GIVEN REQUEST A: Gather every line of the records that contains the word "pair", copying each one in full. Case counts.

——

The Socialists and Democrats “do not know yet” whether the group will seek to hold onto the European Parliament’s presidency for a second term, Times of Malta has been told.
Nationalist Party MEP Roberta Metsola was on Wednesday confirmed as the candidate of choice of her own group, the European People’s Party (EPP). She won a three-way race with an overwhelming majority and, if elected president, she would hold the highest-ever EU role for any Maltese national.
But while many rushed to congratulate the MEP on her achievement, all eyes have now shifted to the other major political group, the S&D, as questions over whether it will seek re-election persist.
If that turns out to be the case, this could potentially be a game-changer as Metsola could find herself having to battle it out with other strong candidates.
Her major opponent could possibly also be incumbent president David Sassoli, who belongs to the S&D family.

——

GIVEN REQUEST B: Name all the political parties and groups mentioned in the news piece about the European Parliament presidency.

RECORDS SHOWN:
——

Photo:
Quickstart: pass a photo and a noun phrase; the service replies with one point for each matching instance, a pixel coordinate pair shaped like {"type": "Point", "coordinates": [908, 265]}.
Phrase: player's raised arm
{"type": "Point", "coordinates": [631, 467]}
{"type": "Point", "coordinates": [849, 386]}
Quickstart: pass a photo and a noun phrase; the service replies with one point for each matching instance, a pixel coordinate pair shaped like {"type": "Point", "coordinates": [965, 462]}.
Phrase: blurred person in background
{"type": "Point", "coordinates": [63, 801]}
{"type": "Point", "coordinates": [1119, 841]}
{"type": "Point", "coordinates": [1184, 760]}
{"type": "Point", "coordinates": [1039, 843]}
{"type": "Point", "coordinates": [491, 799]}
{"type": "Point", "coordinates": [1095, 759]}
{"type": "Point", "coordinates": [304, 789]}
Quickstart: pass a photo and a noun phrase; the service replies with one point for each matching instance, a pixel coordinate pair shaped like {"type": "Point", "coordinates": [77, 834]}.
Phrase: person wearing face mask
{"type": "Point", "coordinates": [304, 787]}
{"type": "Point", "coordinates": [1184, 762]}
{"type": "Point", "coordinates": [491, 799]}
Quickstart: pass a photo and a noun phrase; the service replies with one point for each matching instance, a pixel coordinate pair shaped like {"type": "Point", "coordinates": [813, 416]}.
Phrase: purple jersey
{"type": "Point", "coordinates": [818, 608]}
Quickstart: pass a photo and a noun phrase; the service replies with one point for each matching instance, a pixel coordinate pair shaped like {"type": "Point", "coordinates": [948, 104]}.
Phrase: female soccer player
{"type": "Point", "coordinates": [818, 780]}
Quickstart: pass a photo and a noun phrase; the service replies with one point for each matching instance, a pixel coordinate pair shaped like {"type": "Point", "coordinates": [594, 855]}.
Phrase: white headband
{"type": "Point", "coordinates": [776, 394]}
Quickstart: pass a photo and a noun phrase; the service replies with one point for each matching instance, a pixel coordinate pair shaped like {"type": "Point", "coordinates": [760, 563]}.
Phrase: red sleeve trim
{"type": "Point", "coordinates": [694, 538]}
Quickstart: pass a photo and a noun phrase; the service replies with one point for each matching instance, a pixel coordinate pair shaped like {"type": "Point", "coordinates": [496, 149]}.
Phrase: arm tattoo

——

FINISHED ANSWER A:
Quickstart: pass a photo and a noun phrase; the service replies with one point for each matching instance, a pixel coordinate pair shaped like {"type": "Point", "coordinates": [908, 265]}.
Quickstart: pass a photo and a noun phrase; the service replies with one point for each matching instance, a pixel coordinate pair shaped like {"type": "Point", "coordinates": [965, 462]}.
Quickstart: pass a photo and a noun phrase; the service replies with one point for each matching instance, a pixel coordinate pair shaped like {"type": "Point", "coordinates": [77, 834]}.
Quickstart: pass a photo and a noun phrase; the service replies with one point for each matching instance, a pixel coordinate pair shaped like {"type": "Point", "coordinates": [813, 416]}.
Quickstart: pass a photo and a noun phrase; the service replies with one point for each matching instance, a pixel coordinate pair shaped like {"type": "Point", "coordinates": [948, 104]}.
Quickstart: pass a photo and a noun phrase; the service replies with one point for each matching instance, a pixel coordinate pair shaped like {"type": "Point", "coordinates": [594, 855]}.
Quickstart: pass a photo and a noun phrase; the service replies with one point for each matching instance, a pixel coordinate pair shaped like {"type": "Point", "coordinates": [760, 563]}.
Quickstart: pass a photo and a noun phrase; the service replies with one point for each matching instance, a pixel coordinate pair shaped like {"type": "Point", "coordinates": [496, 149]}.

FINISHED ANSWER B:
- Socialists and Democrats (S&D)
- Nationalist Party
- European People's Party (EPP)